What is asked ::
a) List every kind of fish or shrimp named in the aquarium thread.
b) Reproduce the aquarium thread, everything from "## martinmjr62 (31" down to "the Xmas present)", changing "Xmas" to "Christmas".
c) Do these statements agree with the aquarium thread? (i) The pogo erectus appears to be wilting. (ii) The fluval edge was bought new from a shop. (iii) The substrate in the fluval edge is JBL Manado. Answer yes or no for each and quote the words that decide it.

Document text ::
###

Hi all, 2 weeks since my last post. Not a lot done really other than the water changes and some prunning. All the plants are doing really well except the pogo erectus which seems to be wilting, could be because its under the arch and in the shade. Weeping moss seems to be growing albeit slowly. Going to get some cardinals shortly, a nice shoal  and fancy a blue Siamese fighter. Should look nice amongst the expanse of greenery. Any advice on the fighter mixing with the cardinals and red Rilli shrimp and amano's appreciated. Here's some piccies now 6 weeks











Regards
Martin


Sent from my iPhone using Tapatalk


----------



## jojouk (17 Dec 2012)

Lovely  I use that little breeding box for plant trimmings/cuttings too! Very handy


----------



## tim (17 Dec 2012)

Looking good Martin


----------



## martinmjr62 (27 Dec 2012)

Hi all. Hope you all had a good Christmas. Got a nice shoal of neons the weekend before Xmas. Blue and Red against green looks sooo nice. Pics to follow 


Sent from my iPhone using Tapatalk


----------



## martinmjr62 (31 Dec 2012)

Hi to everyone and a happy new year. As promised a few photos of the neons. Tanks had a bit of a trim and thinned out a lot of the largest sword leaves that we're growing over the top and coming back down the front










Whilst off over Xmas I've set up a little fluval edge 23l that I got for £15 on a Facebook selling site. Filthy when I got it, they had 2 goldfish in it in the kids bedroom. Thoroughly cleaned it  and changed the light unit to a 48 led one from the 46l edge ( straight swap,thanks son for the Xmas present)
Substrate is JBL Manado (had some left over from the Jewel 180 set up)

###

Data section ::
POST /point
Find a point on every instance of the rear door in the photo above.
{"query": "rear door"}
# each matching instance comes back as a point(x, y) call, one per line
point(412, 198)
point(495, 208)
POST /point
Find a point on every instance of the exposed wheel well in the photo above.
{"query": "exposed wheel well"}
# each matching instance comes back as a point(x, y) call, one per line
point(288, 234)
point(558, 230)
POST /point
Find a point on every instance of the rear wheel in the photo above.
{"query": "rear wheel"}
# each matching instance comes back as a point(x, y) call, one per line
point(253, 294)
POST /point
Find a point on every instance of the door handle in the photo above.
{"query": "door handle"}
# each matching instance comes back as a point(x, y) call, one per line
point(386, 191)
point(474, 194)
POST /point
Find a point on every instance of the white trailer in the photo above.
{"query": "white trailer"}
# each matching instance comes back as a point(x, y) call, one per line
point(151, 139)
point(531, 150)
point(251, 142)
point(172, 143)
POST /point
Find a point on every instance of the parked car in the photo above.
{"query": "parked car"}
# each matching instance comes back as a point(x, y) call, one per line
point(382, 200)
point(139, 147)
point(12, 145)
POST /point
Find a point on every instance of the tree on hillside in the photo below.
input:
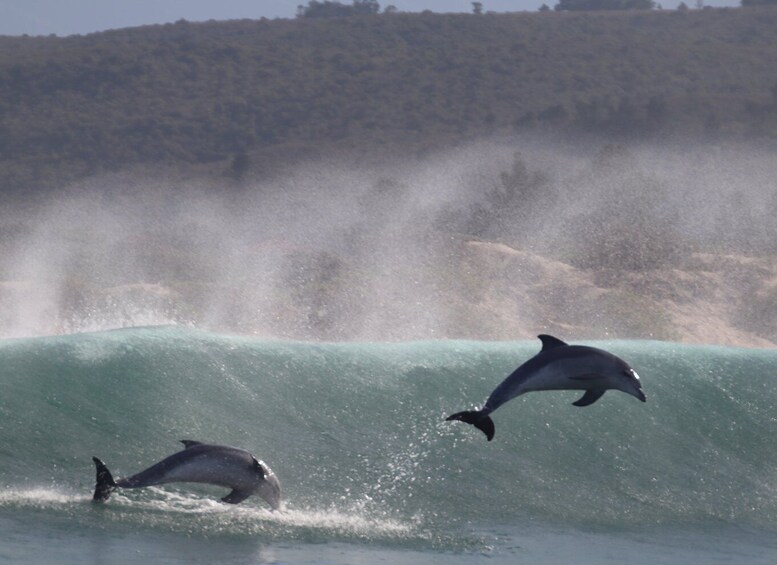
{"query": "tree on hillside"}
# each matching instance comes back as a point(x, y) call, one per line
point(329, 9)
point(596, 5)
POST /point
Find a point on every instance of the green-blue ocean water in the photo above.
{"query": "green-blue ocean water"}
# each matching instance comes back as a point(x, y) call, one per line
point(370, 469)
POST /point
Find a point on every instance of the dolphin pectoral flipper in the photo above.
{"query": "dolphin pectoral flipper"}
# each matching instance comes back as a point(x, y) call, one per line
point(236, 496)
point(187, 443)
point(481, 421)
point(550, 342)
point(590, 396)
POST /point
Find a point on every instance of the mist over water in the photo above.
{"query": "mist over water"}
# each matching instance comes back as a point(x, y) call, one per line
point(379, 250)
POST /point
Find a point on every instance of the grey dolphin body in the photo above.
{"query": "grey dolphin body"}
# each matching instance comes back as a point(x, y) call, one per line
point(218, 465)
point(559, 366)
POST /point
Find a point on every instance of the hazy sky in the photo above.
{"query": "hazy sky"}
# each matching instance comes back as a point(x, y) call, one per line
point(67, 17)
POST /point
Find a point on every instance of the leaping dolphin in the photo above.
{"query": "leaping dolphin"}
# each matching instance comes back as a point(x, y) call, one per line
point(559, 366)
point(201, 463)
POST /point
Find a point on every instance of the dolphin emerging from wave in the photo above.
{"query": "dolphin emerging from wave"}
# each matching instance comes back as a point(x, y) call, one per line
point(559, 366)
point(201, 463)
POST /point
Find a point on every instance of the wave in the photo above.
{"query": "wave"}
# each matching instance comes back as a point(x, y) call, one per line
point(356, 433)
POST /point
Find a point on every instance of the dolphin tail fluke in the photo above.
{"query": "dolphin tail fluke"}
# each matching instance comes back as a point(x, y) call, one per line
point(104, 484)
point(481, 421)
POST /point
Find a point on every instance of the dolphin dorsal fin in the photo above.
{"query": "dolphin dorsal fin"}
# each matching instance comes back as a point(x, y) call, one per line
point(187, 443)
point(258, 466)
point(549, 342)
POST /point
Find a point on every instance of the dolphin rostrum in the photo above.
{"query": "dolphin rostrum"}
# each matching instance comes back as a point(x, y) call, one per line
point(559, 366)
point(201, 463)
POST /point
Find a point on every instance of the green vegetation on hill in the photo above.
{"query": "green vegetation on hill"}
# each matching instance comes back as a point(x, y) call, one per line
point(233, 92)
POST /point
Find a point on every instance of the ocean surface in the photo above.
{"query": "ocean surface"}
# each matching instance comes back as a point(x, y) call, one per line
point(371, 472)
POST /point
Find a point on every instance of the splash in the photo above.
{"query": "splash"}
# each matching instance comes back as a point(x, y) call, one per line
point(487, 241)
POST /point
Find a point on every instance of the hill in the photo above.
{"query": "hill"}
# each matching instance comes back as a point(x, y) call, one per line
point(246, 95)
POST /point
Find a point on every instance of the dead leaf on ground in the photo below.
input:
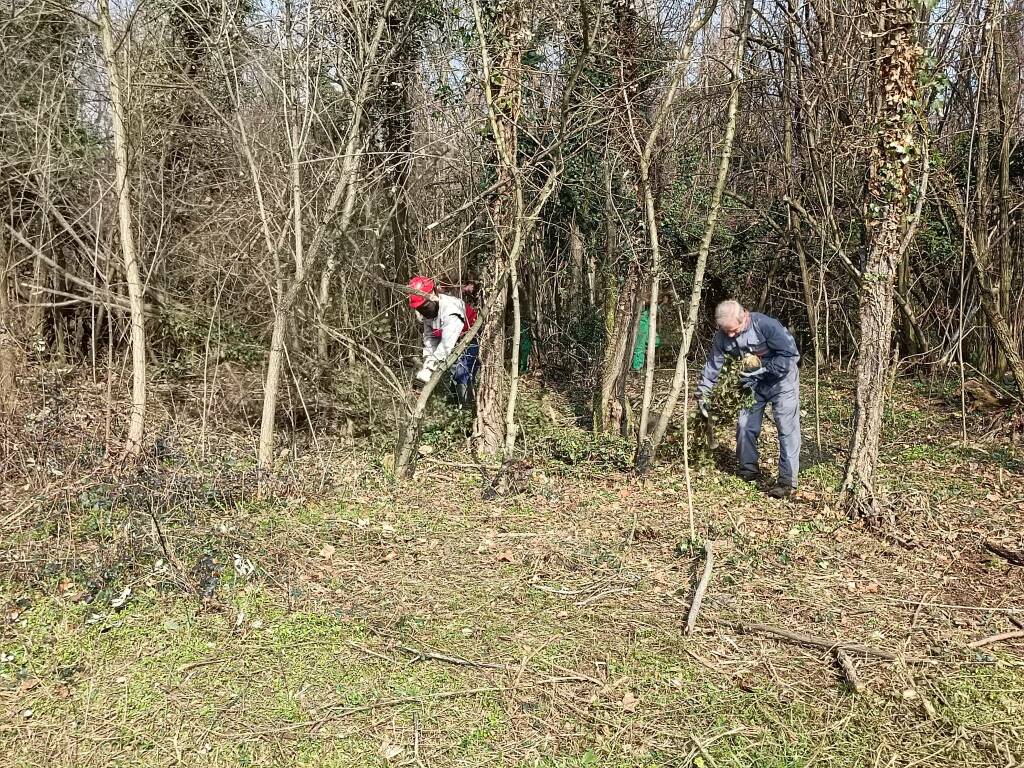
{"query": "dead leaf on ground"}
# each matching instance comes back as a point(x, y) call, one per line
point(629, 701)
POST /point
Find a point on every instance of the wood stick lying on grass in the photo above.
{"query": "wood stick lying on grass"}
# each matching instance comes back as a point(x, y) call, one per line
point(996, 638)
point(816, 642)
point(698, 594)
point(849, 671)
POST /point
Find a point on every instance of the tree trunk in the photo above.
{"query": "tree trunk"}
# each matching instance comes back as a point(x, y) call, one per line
point(682, 65)
point(504, 97)
point(136, 426)
point(897, 60)
point(647, 450)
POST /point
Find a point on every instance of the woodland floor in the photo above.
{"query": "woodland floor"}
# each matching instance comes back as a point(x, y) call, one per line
point(368, 625)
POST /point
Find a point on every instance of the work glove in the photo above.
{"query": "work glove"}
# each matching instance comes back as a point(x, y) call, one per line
point(751, 378)
point(429, 366)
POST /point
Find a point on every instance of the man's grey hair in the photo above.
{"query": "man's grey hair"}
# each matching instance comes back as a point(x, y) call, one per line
point(728, 311)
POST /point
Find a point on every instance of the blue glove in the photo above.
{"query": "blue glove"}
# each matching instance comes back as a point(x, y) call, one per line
point(750, 378)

###

Outputs for the tasks ::
a) cardinals, blue Siamese fighter, red Rilli shrimp, amano's, neons, goldfish

b)
## martinmjr62 (31 Dec 2012)

Hi to everyone and a happy new year. As promised a few photos of the neons. Tanks had a bit of a trim and thinned out a lot of the largest sword leaves that we're growing over the top and coming back down the front










Whilst off over Christmas I've set up a little fluval edge 23l that I got for £15 on a Facebook selling site. Filthy when I got it, they had 2 goldfish in it in the kids bedroom. Thoroughly cleaned it  and changed the light unit to a 48 led one from the 46l edge ( straight swap,thanks son for the Christmas present)

c)
(i) Yes: "the pogo erectus which seems to be wilting"
(ii) No: "that I got for £15 on a Facebook selling site"
(iii) Yes: "Substrate is JBL Manado"